(Data items)
┄┄┄┄┄┄┄┄┄┄
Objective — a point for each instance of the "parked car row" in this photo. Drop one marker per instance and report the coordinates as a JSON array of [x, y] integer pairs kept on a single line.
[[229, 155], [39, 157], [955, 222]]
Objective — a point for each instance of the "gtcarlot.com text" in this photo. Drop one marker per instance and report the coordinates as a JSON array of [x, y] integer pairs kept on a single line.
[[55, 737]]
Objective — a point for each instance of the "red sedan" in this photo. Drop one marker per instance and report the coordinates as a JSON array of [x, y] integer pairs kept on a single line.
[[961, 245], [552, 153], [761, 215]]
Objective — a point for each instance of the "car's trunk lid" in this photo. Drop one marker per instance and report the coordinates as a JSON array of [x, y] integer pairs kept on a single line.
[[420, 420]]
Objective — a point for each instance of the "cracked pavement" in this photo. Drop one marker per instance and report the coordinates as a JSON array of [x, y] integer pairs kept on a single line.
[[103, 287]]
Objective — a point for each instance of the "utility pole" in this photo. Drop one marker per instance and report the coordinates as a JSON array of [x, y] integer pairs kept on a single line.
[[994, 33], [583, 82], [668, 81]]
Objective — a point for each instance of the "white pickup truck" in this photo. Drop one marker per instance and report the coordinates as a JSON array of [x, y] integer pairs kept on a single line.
┄┄┄┄┄┄┄┄┄┄
## [Problem description]
Nothing may be dropped or altered. Copy every line above.

## [Your response]
Objective — a point for each instance of the "parked car row" in this photo. Drop one marker per instance and report the coordinates as a JSON array of [x, y] integer pairs kept on a single line.
[[229, 155], [39, 157], [955, 222]]
Objective — a point for each instance of the "gtcarlot.com text" in this photo. Drop one marker per instance and report the coordinates as a JSON array of [x, y] integer pairs kept on a single line.
[[55, 737]]
Objective — a point for each instance of the "red sedan" in this photo. Drop one marker per instance and report the coordinates as a JSON array of [x, y] integer pairs kept on a single line.
[[961, 245], [552, 153], [761, 215]]
Objective — a point for each instance of the "car's trunk lid" in this photo. Drop one marker per instance and report the coordinates as a JSON array of [x, y] integer pairs kept on a single line.
[[420, 420]]
Objective — a point for each instance of the "cracked pavement" in this photo. Drop one marker per instance and report the coordinates as a JSON array of [x, y] integer pairs kept on a single line.
[[103, 287]]
Objective — a point for each instance of the "utility pole" in this photo. Drop one marker per instance and report the coordinates as a JSON array of [x, y] integer pairs kept on a single line.
[[994, 33], [583, 82], [668, 81]]
Objective — a point for each instance of the "white pickup truck" in this photo. Drop one marker per instance and report the coordinates as a JSON array of [x, y] integer pairs kept on a single line.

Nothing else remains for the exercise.